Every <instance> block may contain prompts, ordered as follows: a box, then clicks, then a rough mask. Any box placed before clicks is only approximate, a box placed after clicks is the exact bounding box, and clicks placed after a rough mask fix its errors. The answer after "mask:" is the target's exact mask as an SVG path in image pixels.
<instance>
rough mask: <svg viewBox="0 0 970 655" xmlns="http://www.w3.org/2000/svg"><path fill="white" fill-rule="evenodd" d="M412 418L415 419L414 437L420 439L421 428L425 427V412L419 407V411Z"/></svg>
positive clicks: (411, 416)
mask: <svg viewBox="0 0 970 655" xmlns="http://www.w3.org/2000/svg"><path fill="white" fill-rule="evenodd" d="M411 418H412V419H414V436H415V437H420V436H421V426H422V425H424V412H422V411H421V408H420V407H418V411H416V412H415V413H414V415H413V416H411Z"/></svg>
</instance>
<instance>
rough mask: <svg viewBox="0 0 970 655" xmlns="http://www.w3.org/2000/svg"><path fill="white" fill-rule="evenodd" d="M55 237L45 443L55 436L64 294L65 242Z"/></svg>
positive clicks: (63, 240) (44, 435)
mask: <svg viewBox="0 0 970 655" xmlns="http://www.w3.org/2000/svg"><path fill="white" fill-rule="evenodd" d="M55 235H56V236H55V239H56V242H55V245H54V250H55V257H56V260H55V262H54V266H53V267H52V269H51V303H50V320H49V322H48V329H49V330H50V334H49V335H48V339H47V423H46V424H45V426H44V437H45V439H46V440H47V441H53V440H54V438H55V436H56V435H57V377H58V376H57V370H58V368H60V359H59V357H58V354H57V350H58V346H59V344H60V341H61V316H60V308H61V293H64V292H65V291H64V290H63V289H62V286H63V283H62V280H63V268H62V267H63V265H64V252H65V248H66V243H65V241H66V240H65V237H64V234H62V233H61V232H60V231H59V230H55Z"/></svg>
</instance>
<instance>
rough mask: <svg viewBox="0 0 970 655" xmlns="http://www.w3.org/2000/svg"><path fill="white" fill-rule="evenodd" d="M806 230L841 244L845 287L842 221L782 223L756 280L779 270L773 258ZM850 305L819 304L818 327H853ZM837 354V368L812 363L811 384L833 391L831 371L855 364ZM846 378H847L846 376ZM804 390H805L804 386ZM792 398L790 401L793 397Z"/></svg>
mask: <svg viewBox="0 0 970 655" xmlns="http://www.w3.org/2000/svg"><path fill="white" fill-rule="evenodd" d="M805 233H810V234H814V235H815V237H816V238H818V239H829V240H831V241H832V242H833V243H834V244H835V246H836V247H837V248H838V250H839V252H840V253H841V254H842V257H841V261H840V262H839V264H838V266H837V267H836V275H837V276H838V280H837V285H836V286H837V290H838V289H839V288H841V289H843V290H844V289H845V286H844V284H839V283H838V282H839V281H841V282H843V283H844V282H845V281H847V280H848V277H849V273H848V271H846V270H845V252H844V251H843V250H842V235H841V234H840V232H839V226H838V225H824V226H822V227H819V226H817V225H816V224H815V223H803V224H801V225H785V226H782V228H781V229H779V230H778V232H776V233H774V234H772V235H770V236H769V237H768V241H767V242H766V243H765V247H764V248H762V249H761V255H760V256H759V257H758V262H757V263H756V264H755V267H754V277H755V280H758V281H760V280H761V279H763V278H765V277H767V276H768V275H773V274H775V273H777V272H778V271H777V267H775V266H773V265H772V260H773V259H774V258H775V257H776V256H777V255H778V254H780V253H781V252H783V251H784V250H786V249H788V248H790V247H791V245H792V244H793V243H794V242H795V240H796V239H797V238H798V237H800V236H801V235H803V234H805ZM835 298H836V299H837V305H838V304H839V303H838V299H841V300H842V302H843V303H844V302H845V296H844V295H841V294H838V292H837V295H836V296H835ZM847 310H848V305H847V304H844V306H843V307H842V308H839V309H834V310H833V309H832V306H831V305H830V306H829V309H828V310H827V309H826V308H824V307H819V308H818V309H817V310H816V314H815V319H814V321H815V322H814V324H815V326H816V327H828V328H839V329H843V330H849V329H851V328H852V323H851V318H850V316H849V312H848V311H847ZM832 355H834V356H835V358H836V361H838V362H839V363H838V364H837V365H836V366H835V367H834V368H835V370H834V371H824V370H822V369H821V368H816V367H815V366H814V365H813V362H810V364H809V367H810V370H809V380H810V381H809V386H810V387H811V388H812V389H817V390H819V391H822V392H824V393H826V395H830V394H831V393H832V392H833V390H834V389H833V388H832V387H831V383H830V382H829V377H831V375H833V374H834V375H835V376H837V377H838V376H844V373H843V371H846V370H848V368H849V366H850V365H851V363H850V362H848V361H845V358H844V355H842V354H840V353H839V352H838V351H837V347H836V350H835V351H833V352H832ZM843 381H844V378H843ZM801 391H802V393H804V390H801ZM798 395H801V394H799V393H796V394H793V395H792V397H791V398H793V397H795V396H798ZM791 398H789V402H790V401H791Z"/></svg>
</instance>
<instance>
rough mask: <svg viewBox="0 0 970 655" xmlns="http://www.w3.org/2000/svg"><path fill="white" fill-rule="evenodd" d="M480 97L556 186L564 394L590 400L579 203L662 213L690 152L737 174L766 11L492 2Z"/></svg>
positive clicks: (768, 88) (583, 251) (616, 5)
◇ ◇ ◇ ◇ ◇ ◇ ◇
Your instructions: Each record is to be retyped exactly as it appears.

Solution to the exercise:
Every <instance> block may contain prompts, ordered as follows: a box, then clicks, then a rough mask. Any box placed before clicks is only approximate, a box placed after clicks is the exact bounding box, and clicks placed after a rough mask fix its errors. The answer after "mask:" is the target's exact mask as an SVG path in image pixels.
<instance>
rough mask: <svg viewBox="0 0 970 655" xmlns="http://www.w3.org/2000/svg"><path fill="white" fill-rule="evenodd" d="M412 418L415 419L414 437L420 439L421 428L425 427V412L419 407V411Z"/></svg>
positive clicks: (411, 416)
mask: <svg viewBox="0 0 970 655" xmlns="http://www.w3.org/2000/svg"><path fill="white" fill-rule="evenodd" d="M411 418H412V419H414V436H415V437H420V436H421V426H422V425H424V412H422V411H421V408H420V407H418V411H416V412H415V413H414V415H413V416H411Z"/></svg>
</instance>
<instance>
rough mask: <svg viewBox="0 0 970 655" xmlns="http://www.w3.org/2000/svg"><path fill="white" fill-rule="evenodd" d="M55 237L45 443L55 436L64 294L65 242Z"/></svg>
positive clicks: (63, 240) (44, 435)
mask: <svg viewBox="0 0 970 655" xmlns="http://www.w3.org/2000/svg"><path fill="white" fill-rule="evenodd" d="M55 235H56V236H55V239H56V242H55V245H54V250H55V257H56V260H55V262H54V266H53V267H52V269H51V303H50V320H49V322H48V329H49V330H50V334H49V335H48V339H47V423H46V424H45V426H44V437H45V439H46V440H47V441H53V440H54V438H55V436H56V435H57V377H58V376H57V370H58V368H60V359H59V357H58V354H57V350H58V346H59V344H60V341H61V316H60V308H61V293H64V292H65V291H64V290H63V289H62V286H63V283H62V280H63V268H62V267H63V265H64V252H65V248H66V243H65V241H66V240H65V237H64V234H62V233H61V232H60V231H59V230H55Z"/></svg>
</instance>
<instance>
rough mask: <svg viewBox="0 0 970 655" xmlns="http://www.w3.org/2000/svg"><path fill="white" fill-rule="evenodd" d="M806 230L841 244L845 287L842 221L782 223L756 280L779 270L773 258ZM850 305L819 304L818 327H853ZM837 354V368L812 363L811 384L833 391L831 371L855 364ZM846 378H847L846 376ZM804 390H805L804 386ZM792 398L790 401L793 397Z"/></svg>
mask: <svg viewBox="0 0 970 655" xmlns="http://www.w3.org/2000/svg"><path fill="white" fill-rule="evenodd" d="M805 233H810V234H814V235H815V237H816V238H818V239H829V240H831V241H832V242H833V243H834V244H835V246H836V247H837V248H838V250H839V252H840V253H841V254H842V257H841V261H840V262H839V264H838V266H837V267H836V275H837V276H838V280H837V285H836V286H837V290H838V289H839V288H841V289H843V290H844V289H845V286H844V284H839V283H838V282H839V281H841V282H843V283H844V282H845V281H847V280H848V277H849V273H848V271H846V270H845V252H844V251H843V250H842V235H841V234H840V232H839V226H838V225H824V226H822V227H819V226H817V225H816V224H815V223H803V224H801V225H785V226H782V228H781V229H779V230H778V232H776V233H774V234H772V235H770V236H769V237H768V241H767V242H766V243H765V247H764V248H762V249H761V255H760V256H759V257H758V262H757V263H756V264H755V267H754V277H755V280H758V281H760V280H761V279H763V278H765V277H767V276H768V275H773V274H775V273H777V272H778V271H777V267H775V266H773V265H772V260H773V259H774V258H775V257H776V256H777V255H778V254H780V253H781V252H783V251H784V250H786V249H788V248H790V247H791V245H792V244H793V243H794V242H795V240H796V239H797V238H798V237H800V236H801V235H803V234H805ZM835 298H836V299H837V305H838V304H839V303H838V299H841V300H842V302H843V303H844V302H845V296H844V295H841V294H838V292H837V295H836V296H835ZM847 310H848V305H847V304H844V306H843V307H842V308H839V309H834V310H833V309H832V306H831V305H830V306H829V309H828V310H827V309H826V308H824V307H819V308H818V309H817V310H816V314H815V319H814V321H815V322H814V324H815V326H816V327H828V328H839V329H843V330H849V329H851V328H852V323H851V318H850V316H849V312H848V311H847ZM832 355H834V356H835V358H836V361H838V362H839V363H838V364H837V365H836V366H835V367H834V368H835V370H834V371H824V370H822V369H821V368H816V367H815V366H814V365H813V362H810V364H809V367H810V370H809V380H810V381H809V386H810V387H811V388H812V389H817V390H819V391H822V392H824V393H826V395H830V394H831V393H832V392H833V390H834V389H833V388H832V387H831V383H830V382H829V377H831V375H833V374H834V375H835V376H837V377H838V376H844V373H843V371H846V370H848V368H849V366H850V365H851V363H850V362H848V361H845V358H844V355H842V354H840V353H839V352H838V351H837V347H836V350H835V351H833V352H832ZM843 381H844V378H843ZM801 391H802V393H804V390H801ZM798 395H801V394H799V393H796V394H793V395H792V397H791V398H793V397H795V396H798ZM791 398H789V402H790V401H791Z"/></svg>
</instance>
<instance>
rough mask: <svg viewBox="0 0 970 655" xmlns="http://www.w3.org/2000/svg"><path fill="white" fill-rule="evenodd" d="M480 97L556 186L564 394L590 400L579 203L662 213L690 152L737 174L766 11L492 2Z"/></svg>
positive clicks: (768, 88) (583, 251) (616, 5)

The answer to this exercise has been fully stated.